** GIVEN TASK 1 **
Please translate this sentence from the column on self and labels into Spanish: "The only thing is, Hubble's constant is continually changing, so it's hardly constant."

** START PROVIDED TEXT **

It has been a year since my first/last column. I tell myself I'm busy with school and work (UCSC/the local corporate supermarket), but really I'm just kicking back, enjoying life on a new and different level.

I've learned not to expect much, so when I started college I figured it would be just a slight change of institutional scenery -- for once my expectations were amazingly off. Santa Cruz (and a liberal college as well) is a place were you can just say a big "fuck you" to the world you thought you lived in. I can finally be myself and answer to myself alone (the latter is not recommended to those of you without a conscience).

I read a collection of essays recently called The Erotic Impulse (compiled and edited by the grand David Steinberg -- READ IT) that had a lot to say and got me thinking about who I am and the nature of self...all the different words and strange techniques we all use in attempts to create people. So this month is kinda a book review/response to literature:

The science...of self?

It's one of those nights. The sky spans the horizons like an arched back, caressed by the folds of a sequined black gown. My stare lingers a moment too long in the curves and creases, so, as ever, I am left looking into my own eyes. The wonderfully cursed question begins to lick my thoughts with its flittering forked tongue: who am I? I am, this much I boldly assert. Whatever I could be isn't that important, is it? I am now and I was before, this is an immutable fact. I remind myself that this is not the question, however. Who I am is an entirely different matter. Like a fly scurrying across petal-soft skin, a passing airplane snaps my attention back out to the stars. My previous quarter's study of cosmology revisits me and I think, "Maybe I'm Hubble's constant." (It appears as the symbol (H) in a handful of equations that describe how fast the universe is expanding -- anways...) The only thing is, Hubble's constant is continually changing, so it's hardly constant. Yeah, I guess that's me -- I am, but who? At this point in a typical self-analyzing monologue I would usually clap my hands and shout "horrah!" as a parade of labels marched brazenly by. Why the applause? Because the labels could easily be my saviors. It's so tempting to allow myself to think that labels are the final answer to the question "who am I," when really they are just its curtailment. See, maybe I'm not Hubble's constant, maybe I'm Pi, and every label I add to my parade is taking my decimal approximation out to one more digit. There is always more beyond that last rounded digit though, isn't there? And what if simplicity persuades me to round just a little too much? Labels are constrictive. Labels are destructive. Labels are necessary. Labels are tools. Labels are not individuals. I was really reminded of this when I read a piece by Rachel Kaplan (READ IT!) called "Another Coming Out Manifesto Disguised as a Letter to My Mom" in The Erotic Impulse.

** END PROVIDED TEXT **
** START ENTRIES SUPPLIED **

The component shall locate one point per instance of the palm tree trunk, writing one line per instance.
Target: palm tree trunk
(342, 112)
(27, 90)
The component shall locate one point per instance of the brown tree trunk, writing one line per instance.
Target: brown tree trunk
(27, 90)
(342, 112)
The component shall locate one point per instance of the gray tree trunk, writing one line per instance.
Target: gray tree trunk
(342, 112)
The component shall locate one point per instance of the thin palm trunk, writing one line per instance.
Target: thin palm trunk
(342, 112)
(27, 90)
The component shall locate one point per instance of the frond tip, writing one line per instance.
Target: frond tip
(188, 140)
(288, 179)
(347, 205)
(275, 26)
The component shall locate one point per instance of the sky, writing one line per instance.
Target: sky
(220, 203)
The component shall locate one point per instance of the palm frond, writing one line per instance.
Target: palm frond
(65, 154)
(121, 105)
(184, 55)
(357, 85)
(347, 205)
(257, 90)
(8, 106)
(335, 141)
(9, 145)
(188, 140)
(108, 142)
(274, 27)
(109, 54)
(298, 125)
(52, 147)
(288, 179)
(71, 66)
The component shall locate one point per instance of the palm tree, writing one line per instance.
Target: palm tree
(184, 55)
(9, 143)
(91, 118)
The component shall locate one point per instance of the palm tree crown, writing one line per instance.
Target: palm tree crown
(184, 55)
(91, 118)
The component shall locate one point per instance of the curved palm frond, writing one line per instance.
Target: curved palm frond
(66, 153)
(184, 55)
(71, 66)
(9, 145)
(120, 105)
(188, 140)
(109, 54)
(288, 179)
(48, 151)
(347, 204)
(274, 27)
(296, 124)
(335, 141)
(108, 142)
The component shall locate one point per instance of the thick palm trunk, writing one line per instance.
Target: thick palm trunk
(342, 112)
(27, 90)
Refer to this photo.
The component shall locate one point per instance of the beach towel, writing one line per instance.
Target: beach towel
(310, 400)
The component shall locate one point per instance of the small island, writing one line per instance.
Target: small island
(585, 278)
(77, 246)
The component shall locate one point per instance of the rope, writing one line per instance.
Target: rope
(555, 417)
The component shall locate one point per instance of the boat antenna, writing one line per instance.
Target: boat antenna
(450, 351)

** END ENTRIES SUPPLIED **
** START ENTRIES SUPPLIED **

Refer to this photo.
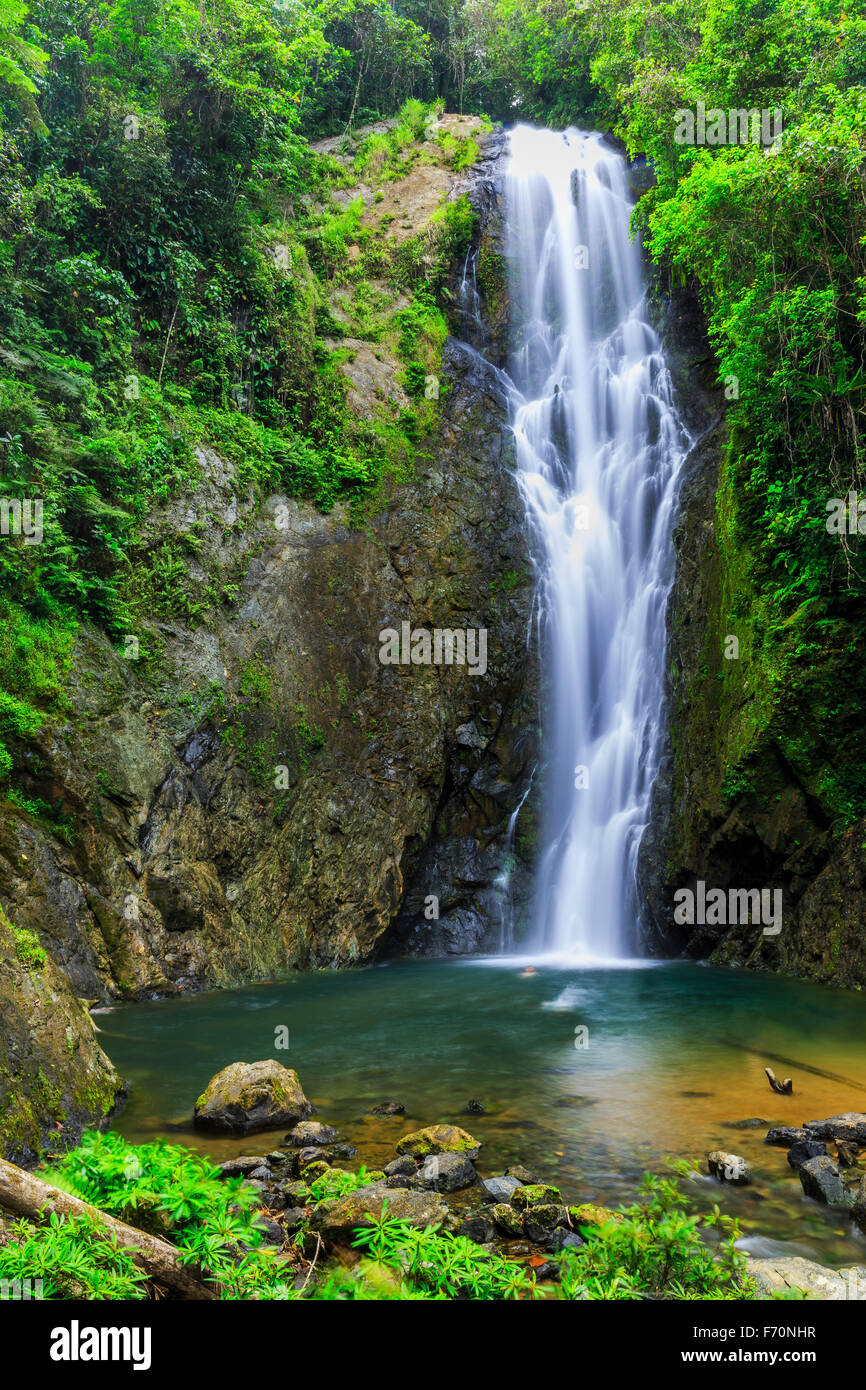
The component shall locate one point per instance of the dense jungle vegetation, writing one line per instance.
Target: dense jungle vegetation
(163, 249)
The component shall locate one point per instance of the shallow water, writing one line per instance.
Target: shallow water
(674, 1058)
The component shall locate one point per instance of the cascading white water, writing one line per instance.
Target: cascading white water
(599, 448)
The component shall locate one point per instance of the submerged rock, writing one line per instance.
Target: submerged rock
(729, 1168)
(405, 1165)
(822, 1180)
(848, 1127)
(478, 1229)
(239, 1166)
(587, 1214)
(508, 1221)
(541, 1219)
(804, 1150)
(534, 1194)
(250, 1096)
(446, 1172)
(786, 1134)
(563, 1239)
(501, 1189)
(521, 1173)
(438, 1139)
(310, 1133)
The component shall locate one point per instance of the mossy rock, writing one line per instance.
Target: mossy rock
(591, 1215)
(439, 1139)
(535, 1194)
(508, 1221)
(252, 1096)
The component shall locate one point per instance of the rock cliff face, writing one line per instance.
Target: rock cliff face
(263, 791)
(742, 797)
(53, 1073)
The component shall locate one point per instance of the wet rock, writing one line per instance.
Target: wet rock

** END ENTRIES SUPPLIED **
** START ENTRIES SUPPLIED **

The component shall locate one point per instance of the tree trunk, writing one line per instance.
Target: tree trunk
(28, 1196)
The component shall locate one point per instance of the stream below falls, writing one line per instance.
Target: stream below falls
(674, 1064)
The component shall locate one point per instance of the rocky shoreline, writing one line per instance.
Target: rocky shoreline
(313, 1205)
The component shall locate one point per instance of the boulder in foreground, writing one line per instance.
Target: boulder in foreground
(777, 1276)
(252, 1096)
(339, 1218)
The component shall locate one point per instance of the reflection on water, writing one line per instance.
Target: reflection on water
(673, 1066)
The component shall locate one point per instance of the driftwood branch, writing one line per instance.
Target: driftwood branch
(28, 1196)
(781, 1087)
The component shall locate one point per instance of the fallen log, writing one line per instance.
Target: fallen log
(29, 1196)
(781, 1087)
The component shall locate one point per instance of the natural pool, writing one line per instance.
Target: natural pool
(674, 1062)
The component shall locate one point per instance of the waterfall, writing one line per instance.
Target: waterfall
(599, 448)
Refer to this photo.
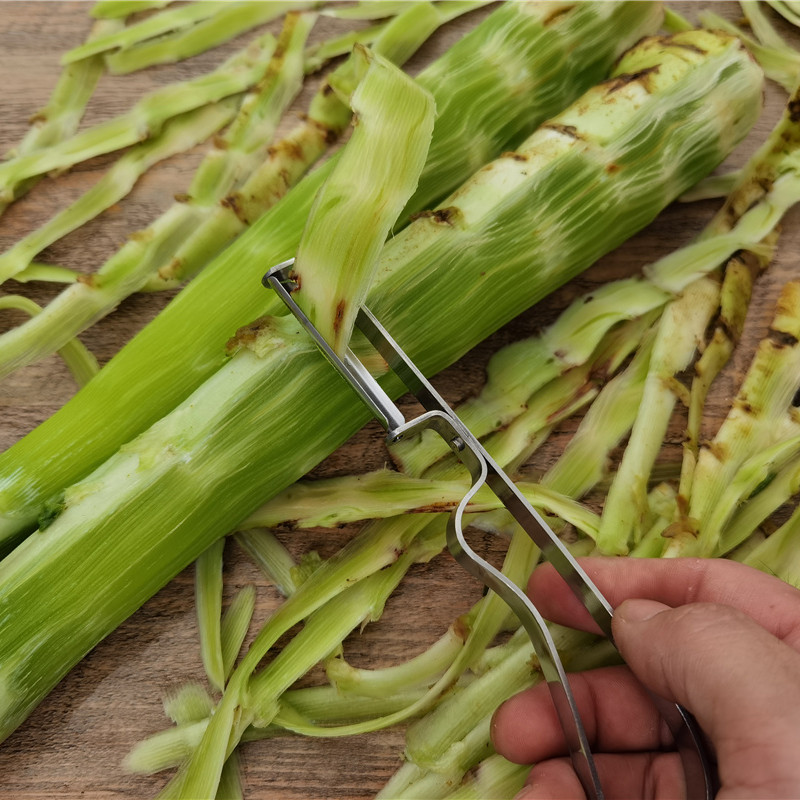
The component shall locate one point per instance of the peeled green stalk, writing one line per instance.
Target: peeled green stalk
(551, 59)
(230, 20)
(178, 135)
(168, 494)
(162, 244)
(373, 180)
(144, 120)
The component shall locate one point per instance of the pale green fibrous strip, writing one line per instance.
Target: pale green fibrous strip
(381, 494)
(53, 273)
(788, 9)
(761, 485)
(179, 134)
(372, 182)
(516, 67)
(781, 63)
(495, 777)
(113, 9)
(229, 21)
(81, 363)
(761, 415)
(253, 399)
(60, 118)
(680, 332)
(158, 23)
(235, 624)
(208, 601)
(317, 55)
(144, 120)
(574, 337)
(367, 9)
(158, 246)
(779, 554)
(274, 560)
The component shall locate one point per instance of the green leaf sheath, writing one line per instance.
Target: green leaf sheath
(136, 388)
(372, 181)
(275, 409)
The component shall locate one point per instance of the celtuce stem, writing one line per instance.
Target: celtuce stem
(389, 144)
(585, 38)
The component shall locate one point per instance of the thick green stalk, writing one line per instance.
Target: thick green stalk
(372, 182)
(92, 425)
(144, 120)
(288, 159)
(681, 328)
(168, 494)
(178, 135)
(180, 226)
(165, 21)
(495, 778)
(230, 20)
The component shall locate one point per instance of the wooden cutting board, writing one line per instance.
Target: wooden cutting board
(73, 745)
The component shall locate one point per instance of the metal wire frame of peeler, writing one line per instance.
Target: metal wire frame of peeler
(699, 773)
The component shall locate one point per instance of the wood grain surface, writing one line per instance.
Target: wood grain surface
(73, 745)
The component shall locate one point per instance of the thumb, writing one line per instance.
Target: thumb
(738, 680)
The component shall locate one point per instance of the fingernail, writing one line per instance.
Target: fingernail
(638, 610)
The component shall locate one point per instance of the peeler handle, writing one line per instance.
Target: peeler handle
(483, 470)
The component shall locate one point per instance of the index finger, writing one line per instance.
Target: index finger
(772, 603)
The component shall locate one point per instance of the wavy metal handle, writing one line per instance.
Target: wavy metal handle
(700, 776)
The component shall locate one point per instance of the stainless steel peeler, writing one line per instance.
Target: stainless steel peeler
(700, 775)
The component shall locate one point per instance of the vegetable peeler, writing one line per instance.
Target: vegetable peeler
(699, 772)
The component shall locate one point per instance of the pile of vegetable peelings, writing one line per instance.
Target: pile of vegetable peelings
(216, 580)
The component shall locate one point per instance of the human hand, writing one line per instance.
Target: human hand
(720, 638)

** END ENTRIES SUPPLIED **

** GIVEN TASK 2 **
In the records, swap "rock" for "stone" on the lines between the one holding "submerged rock, writing one line per instance." and the one holding "Target: wet rock", inclusive. Return only those lines, with nothing else changed.

** WORKED SOLUTION 1 **
Lo único es que la constante de Hubble cambia continuamente, así que apenas es constante.

** WORKED SOLUTION 2 **
The component shall locate one point per instance of the submerged stone, writing one line per instance.
Target: submerged stone
(729, 1168)
(405, 1165)
(822, 1180)
(848, 1127)
(478, 1229)
(239, 1166)
(587, 1214)
(508, 1221)
(541, 1219)
(804, 1150)
(534, 1194)
(250, 1096)
(446, 1172)
(786, 1134)
(563, 1239)
(501, 1189)
(521, 1173)
(438, 1139)
(310, 1133)
The component shall locate one point per instance of the mossy stone, writing one line per instance.
Target: mossy stone
(591, 1215)
(439, 1139)
(535, 1194)
(508, 1221)
(252, 1096)
The component shall locate one point per instance of the stone cliff face, writing one line per instance.
Target: stone cliff face
(263, 791)
(742, 797)
(53, 1073)
The component shall locate one point per instance of the wet stone, writing one line per instance.
Target: wet stone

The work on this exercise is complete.